Exercise requirements>
Write the material out again in full, word for word. Do not include the pictures.

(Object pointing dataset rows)
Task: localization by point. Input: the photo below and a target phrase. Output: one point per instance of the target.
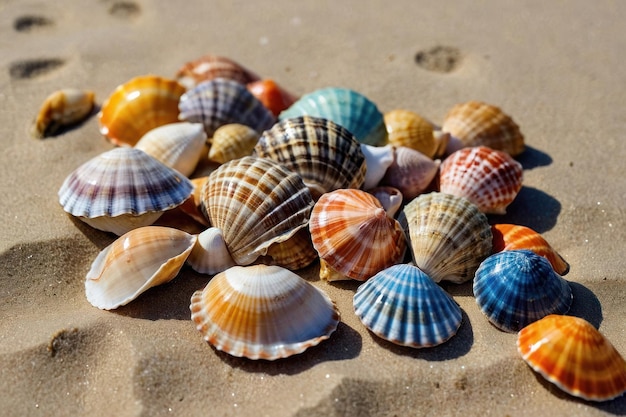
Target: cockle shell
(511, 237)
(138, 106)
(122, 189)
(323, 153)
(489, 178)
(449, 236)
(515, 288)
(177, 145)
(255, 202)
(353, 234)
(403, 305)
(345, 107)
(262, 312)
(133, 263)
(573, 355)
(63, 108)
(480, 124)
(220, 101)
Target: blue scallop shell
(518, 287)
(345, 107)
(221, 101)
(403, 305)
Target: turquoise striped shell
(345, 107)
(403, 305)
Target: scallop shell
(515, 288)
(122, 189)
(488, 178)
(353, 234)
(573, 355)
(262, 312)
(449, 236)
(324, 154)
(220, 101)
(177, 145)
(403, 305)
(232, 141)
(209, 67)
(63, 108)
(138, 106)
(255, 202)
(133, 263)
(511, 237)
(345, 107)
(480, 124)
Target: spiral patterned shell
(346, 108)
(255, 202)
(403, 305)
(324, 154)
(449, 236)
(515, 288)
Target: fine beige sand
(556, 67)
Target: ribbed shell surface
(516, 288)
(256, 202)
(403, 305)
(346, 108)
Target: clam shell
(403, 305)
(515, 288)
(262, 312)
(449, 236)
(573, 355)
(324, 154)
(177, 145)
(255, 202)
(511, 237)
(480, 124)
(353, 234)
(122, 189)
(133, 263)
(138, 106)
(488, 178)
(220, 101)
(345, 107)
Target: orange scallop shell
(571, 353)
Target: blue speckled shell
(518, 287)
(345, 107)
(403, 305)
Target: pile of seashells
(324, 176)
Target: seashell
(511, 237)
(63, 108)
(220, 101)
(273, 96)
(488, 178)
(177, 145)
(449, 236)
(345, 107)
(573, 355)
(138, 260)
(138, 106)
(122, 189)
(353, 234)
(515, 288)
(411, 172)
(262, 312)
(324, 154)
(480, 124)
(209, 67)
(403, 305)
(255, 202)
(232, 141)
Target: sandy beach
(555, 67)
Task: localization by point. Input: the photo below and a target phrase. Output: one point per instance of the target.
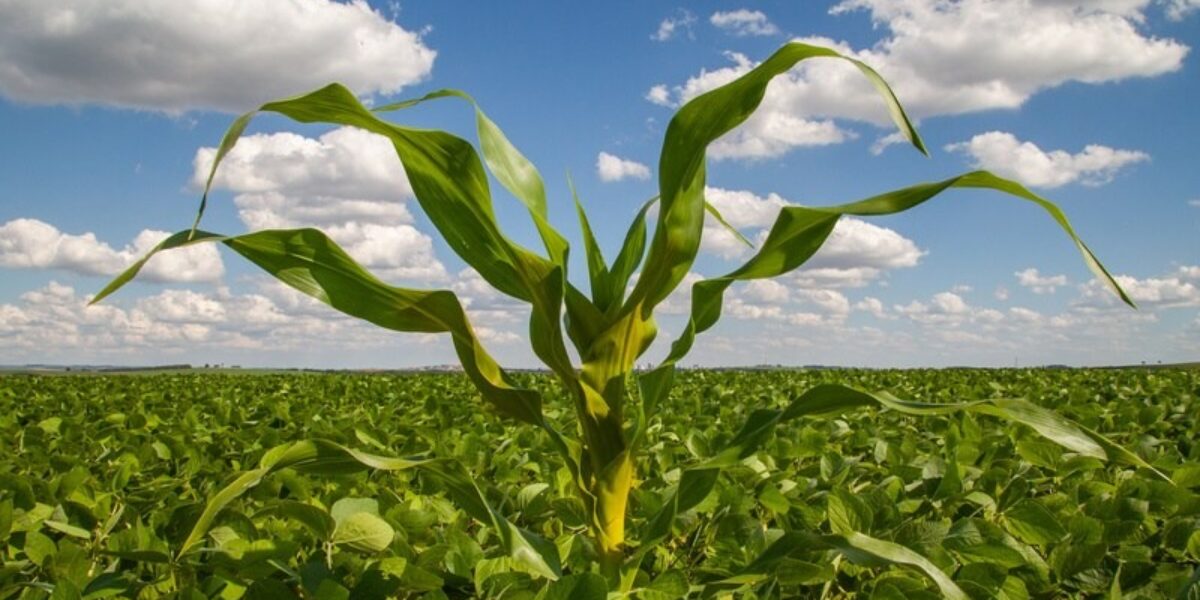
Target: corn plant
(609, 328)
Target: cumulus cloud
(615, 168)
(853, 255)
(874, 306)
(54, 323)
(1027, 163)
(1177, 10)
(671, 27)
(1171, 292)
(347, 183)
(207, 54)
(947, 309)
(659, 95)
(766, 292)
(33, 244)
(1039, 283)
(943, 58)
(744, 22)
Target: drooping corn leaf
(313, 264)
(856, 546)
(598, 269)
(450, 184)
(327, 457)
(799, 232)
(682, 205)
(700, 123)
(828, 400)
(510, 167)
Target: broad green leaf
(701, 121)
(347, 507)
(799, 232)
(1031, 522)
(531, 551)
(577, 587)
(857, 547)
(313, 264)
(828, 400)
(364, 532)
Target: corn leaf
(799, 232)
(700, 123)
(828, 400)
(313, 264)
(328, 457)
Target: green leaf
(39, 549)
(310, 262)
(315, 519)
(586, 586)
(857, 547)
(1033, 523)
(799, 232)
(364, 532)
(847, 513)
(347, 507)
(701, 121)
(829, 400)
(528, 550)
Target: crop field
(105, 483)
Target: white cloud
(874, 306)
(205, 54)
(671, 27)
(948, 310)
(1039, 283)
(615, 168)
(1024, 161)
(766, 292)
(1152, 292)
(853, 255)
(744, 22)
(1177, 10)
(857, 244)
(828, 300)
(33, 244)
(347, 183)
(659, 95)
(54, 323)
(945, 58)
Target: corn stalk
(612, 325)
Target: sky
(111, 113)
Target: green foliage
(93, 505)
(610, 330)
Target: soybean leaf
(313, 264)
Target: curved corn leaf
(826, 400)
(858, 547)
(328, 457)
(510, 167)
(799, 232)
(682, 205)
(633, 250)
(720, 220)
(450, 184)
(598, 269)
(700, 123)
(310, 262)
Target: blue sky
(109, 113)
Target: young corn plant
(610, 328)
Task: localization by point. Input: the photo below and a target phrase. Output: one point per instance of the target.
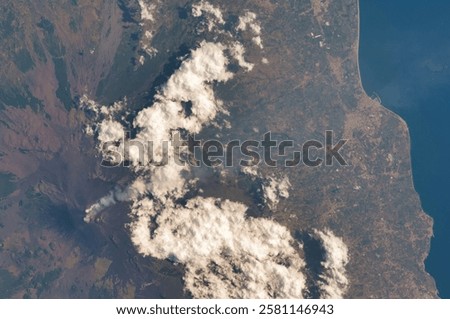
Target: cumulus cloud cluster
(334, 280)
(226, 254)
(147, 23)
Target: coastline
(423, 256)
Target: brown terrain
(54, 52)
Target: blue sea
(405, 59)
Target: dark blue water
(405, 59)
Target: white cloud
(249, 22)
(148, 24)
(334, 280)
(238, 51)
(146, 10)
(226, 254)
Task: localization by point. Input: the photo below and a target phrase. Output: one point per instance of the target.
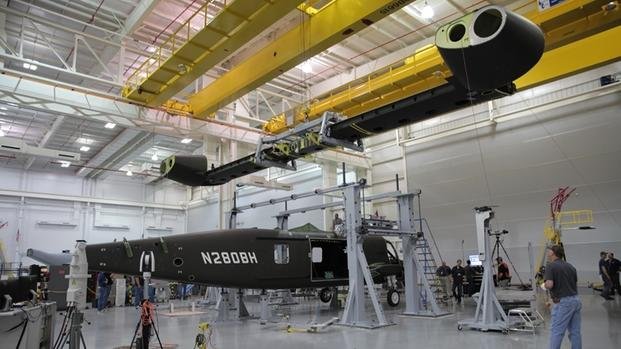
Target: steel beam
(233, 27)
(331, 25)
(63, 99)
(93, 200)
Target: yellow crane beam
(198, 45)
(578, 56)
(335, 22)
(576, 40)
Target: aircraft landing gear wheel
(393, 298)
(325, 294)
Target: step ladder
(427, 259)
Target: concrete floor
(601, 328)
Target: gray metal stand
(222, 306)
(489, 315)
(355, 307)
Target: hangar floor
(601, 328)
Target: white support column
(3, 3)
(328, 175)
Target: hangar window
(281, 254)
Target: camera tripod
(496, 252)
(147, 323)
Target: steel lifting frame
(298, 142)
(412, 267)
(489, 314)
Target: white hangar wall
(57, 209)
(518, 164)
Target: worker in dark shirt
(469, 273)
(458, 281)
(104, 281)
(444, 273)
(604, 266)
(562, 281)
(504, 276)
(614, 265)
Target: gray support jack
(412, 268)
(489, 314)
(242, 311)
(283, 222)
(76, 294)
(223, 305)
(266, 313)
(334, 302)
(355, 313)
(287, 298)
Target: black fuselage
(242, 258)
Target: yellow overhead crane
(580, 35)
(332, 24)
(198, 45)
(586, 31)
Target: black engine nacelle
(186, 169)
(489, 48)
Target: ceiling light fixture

Task solution>
Task: localization by point. Input: the photo below and a target phrase. Output: one point per instance of the target.
Target: cockle shell
(511, 237)
(138, 106)
(122, 189)
(323, 153)
(489, 178)
(449, 236)
(515, 288)
(177, 145)
(255, 202)
(353, 234)
(403, 305)
(345, 107)
(262, 312)
(133, 263)
(573, 355)
(63, 108)
(480, 124)
(220, 101)
Target: blue scallop shell
(518, 287)
(345, 107)
(221, 101)
(403, 305)
Target: turquoise striped shell
(345, 107)
(403, 305)
Target: scallop shell
(515, 288)
(122, 189)
(488, 178)
(353, 234)
(573, 355)
(262, 312)
(449, 236)
(324, 154)
(220, 101)
(177, 145)
(403, 305)
(232, 141)
(209, 67)
(63, 108)
(138, 106)
(255, 202)
(133, 263)
(511, 237)
(345, 107)
(480, 124)
Target: spiral patterned shell
(346, 108)
(255, 202)
(403, 305)
(324, 154)
(449, 236)
(515, 288)
Target: fine beige sand
(556, 67)
Target: ribbed shell surface
(516, 288)
(256, 202)
(403, 305)
(346, 108)
Target: clam shell
(403, 305)
(515, 288)
(262, 312)
(449, 236)
(573, 355)
(324, 154)
(177, 145)
(255, 202)
(511, 237)
(480, 124)
(353, 234)
(122, 189)
(133, 263)
(138, 106)
(488, 178)
(220, 101)
(345, 107)
Target: orange scallop shell
(571, 353)
Target: blue speckled shell
(518, 287)
(345, 107)
(403, 305)
Target: pile of seashells
(324, 176)
Target: seashell
(511, 237)
(63, 108)
(220, 101)
(273, 96)
(488, 178)
(177, 145)
(449, 236)
(345, 107)
(573, 355)
(138, 260)
(138, 106)
(122, 189)
(353, 234)
(515, 288)
(411, 172)
(262, 312)
(324, 154)
(480, 124)
(209, 67)
(403, 305)
(255, 202)
(232, 141)
Target: sandy beach
(555, 67)
Task: localization by point. Input: the photo below and a target phrase. Output: one point per instance of the target.
Target: corn plant
(609, 328)
Target: cumulus cloud
(615, 168)
(853, 255)
(874, 306)
(54, 323)
(1027, 163)
(1177, 10)
(671, 27)
(1171, 292)
(347, 183)
(207, 54)
(947, 309)
(659, 95)
(766, 292)
(33, 244)
(1039, 283)
(943, 58)
(744, 22)
Target: drooping corn leaf
(313, 264)
(856, 546)
(598, 269)
(450, 184)
(327, 457)
(799, 232)
(682, 205)
(700, 123)
(828, 400)
(510, 167)
Target: broad green leaf
(701, 121)
(347, 507)
(799, 232)
(1031, 522)
(531, 551)
(577, 587)
(857, 547)
(313, 264)
(828, 400)
(364, 532)
Target: corn leaf
(799, 232)
(700, 123)
(828, 400)
(313, 264)
(328, 457)
Target: green leaf
(39, 549)
(310, 262)
(315, 519)
(586, 586)
(857, 547)
(1033, 523)
(799, 232)
(364, 532)
(847, 513)
(347, 507)
(701, 121)
(829, 400)
(528, 550)
Target: crop field
(105, 483)
Target: white cloud
(874, 306)
(205, 54)
(671, 27)
(948, 310)
(1039, 283)
(615, 168)
(1024, 161)
(766, 292)
(1152, 292)
(853, 255)
(744, 22)
(1177, 10)
(857, 244)
(828, 300)
(33, 244)
(347, 183)
(659, 95)
(54, 323)
(945, 58)
Target: corn stalk
(612, 325)
Target: sky
(111, 113)
Target: green foliage
(93, 505)
(610, 330)
Target: soybean leaf
(313, 264)
Target: curved corn leaf
(826, 400)
(858, 547)
(328, 457)
(510, 167)
(799, 232)
(682, 205)
(633, 250)
(720, 220)
(450, 184)
(598, 269)
(700, 123)
(310, 262)
Target: blue sky
(109, 113)
Target: young corn plant
(610, 328)
Task: localization by point. Input: the photo below and a target phrase. Output: one point per instance of the target.
Target: cumulus cloud cluster
(334, 280)
(226, 254)
(147, 23)
Target: coastline
(423, 256)
Target: brown terrain
(54, 52)
Target: blue sea
(405, 59)
Target: dark blue water
(405, 59)
Target: white cloud
(249, 22)
(148, 24)
(334, 280)
(238, 51)
(146, 10)
(226, 254)
Task: localization by point. Input: the photo below and a target phrase. Output: one point per instance of the target.
Target: steel beam
(233, 27)
(331, 25)
(63, 99)
(93, 200)
Target: yellow crane beam
(198, 45)
(578, 56)
(335, 22)
(576, 40)
Target: aircraft landing gear wheel
(393, 298)
(325, 294)
Target: step ladder
(427, 259)
Target: concrete floor
(601, 328)
Target: gray metal stand
(222, 306)
(489, 315)
(355, 307)
Target: hangar floor
(601, 328)
Target: white support column
(3, 3)
(328, 175)
Target: hangar window
(281, 254)
Target: camera tripod
(496, 252)
(147, 323)
Target: steel lifting frame
(298, 142)
(412, 267)
(489, 314)
Target: white hangar wall
(57, 209)
(518, 164)
Target: worker in dark shirt
(469, 273)
(458, 281)
(104, 281)
(444, 273)
(604, 266)
(562, 281)
(504, 276)
(614, 265)
Target: gray support jack
(412, 268)
(489, 314)
(242, 311)
(283, 222)
(76, 294)
(223, 305)
(266, 313)
(334, 302)
(355, 313)
(287, 298)
Target: black fuselage
(242, 258)
Target: yellow overhead crane
(580, 35)
(332, 24)
(198, 45)
(586, 31)
Target: black engine nacelle
(186, 169)
(489, 48)
Target: ceiling light fixture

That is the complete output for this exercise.